-- Opening Marker --
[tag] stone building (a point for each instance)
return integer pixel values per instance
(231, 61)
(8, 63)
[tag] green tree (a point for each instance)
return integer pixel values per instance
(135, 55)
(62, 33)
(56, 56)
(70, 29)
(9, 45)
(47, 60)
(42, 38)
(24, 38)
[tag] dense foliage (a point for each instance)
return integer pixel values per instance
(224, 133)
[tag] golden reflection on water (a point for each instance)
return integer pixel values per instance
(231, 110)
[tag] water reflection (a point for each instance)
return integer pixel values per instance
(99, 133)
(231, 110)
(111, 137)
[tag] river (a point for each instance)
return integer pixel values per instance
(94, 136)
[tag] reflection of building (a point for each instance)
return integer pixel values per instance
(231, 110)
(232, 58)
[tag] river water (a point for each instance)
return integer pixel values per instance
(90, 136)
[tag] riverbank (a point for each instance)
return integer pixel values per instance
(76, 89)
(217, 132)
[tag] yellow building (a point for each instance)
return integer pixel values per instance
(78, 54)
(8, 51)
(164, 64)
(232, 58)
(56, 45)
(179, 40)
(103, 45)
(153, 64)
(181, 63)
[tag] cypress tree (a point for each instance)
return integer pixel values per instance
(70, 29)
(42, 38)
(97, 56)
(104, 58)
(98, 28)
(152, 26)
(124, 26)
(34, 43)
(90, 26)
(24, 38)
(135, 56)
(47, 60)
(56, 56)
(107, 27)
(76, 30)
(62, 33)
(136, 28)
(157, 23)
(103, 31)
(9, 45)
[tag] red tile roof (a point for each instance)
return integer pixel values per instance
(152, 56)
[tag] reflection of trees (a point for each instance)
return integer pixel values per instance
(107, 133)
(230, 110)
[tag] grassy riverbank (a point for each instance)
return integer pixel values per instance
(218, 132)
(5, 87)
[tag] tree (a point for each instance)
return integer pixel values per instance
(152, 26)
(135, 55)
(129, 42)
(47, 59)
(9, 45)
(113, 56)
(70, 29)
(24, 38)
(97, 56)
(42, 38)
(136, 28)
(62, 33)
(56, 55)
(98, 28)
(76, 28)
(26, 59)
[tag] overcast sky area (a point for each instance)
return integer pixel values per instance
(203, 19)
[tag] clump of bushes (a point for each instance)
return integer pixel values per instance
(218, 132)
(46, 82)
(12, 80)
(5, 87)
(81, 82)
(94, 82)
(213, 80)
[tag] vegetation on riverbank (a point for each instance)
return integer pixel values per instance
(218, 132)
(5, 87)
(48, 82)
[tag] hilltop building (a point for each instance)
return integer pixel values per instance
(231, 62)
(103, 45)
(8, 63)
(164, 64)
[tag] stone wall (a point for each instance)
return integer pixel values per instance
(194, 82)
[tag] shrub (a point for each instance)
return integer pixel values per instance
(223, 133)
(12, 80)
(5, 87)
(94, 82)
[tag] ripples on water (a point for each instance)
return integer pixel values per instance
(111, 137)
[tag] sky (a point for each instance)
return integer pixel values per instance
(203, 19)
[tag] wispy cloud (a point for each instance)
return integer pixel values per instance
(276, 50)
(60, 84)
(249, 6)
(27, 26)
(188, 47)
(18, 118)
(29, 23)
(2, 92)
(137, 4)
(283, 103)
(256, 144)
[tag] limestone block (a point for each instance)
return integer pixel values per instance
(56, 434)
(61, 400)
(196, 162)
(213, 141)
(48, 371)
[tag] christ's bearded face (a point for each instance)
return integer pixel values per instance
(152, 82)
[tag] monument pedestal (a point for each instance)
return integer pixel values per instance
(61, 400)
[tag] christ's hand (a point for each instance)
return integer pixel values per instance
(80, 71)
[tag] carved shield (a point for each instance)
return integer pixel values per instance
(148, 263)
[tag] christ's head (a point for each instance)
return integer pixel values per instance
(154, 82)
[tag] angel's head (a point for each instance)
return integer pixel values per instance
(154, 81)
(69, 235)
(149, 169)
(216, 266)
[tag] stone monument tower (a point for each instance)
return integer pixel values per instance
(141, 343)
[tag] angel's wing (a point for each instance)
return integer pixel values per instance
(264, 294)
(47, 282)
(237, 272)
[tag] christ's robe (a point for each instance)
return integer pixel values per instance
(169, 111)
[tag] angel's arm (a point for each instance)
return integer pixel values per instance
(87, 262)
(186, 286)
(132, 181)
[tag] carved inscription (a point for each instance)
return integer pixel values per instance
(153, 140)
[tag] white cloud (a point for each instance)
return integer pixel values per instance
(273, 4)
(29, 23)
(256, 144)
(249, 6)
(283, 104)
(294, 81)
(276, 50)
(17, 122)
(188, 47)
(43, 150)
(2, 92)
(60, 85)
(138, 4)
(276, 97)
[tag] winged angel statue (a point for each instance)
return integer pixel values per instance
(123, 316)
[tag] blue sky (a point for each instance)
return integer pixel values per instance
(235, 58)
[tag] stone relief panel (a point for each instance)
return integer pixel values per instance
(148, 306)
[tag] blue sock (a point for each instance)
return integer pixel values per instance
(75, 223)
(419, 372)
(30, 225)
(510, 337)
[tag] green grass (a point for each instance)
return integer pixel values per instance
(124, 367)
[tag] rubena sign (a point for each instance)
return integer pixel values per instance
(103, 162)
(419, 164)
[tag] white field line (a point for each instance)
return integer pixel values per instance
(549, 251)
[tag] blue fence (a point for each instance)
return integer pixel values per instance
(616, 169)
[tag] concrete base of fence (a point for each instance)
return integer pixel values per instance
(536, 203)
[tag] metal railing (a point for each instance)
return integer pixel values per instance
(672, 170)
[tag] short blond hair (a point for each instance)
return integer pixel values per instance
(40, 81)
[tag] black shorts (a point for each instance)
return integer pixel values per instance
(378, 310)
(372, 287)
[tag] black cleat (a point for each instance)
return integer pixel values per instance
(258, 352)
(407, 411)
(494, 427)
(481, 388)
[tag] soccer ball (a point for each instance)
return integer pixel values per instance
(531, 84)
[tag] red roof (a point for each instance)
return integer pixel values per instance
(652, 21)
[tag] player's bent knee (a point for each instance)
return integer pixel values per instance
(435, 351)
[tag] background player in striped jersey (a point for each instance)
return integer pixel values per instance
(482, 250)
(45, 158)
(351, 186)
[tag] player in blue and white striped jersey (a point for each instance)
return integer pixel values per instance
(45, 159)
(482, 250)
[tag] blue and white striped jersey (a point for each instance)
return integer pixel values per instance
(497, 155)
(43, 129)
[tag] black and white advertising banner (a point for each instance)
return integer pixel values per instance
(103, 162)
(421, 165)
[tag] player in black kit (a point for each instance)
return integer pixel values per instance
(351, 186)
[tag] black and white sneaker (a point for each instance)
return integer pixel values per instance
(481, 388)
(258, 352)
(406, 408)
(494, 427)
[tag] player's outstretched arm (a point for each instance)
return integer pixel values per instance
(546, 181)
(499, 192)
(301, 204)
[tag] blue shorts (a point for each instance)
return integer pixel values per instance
-- Closing Marker --
• _WORK ITEM_
Set down exactly the lines that begin the records and continue through the line bearing "[tag] yellow building"; include both ends.

• _ANSWER AREA_
[tag] stone building (a point for each instance)
return integer pixel values per instance
(231, 61)
(8, 63)
[tag] green tree (a point for each instance)
return integer pixel values per instance
(135, 55)
(62, 33)
(56, 56)
(70, 29)
(9, 45)
(47, 60)
(42, 38)
(24, 38)
[tag] dense foliage (a point for each instance)
return integer pixel values per instance
(224, 133)
[tag] golden reflection on water (a point for each instance)
return integer pixel values per instance
(231, 110)
[tag] water reflection (a point for each instance)
return integer pixel values per instance
(99, 133)
(231, 110)
(111, 137)
[tag] river (a point for each instance)
return integer pixel values per instance
(94, 136)
[tag] reflection of building (a point for each instance)
return integer pixel values per instance
(231, 110)
(232, 58)
[tag] river water (a point for each instance)
return integer pixel values per instance
(90, 136)
[tag] riverbank (a point for each instance)
return integer pixel values per instance
(76, 89)
(217, 132)
[tag] yellow building (a point for each instance)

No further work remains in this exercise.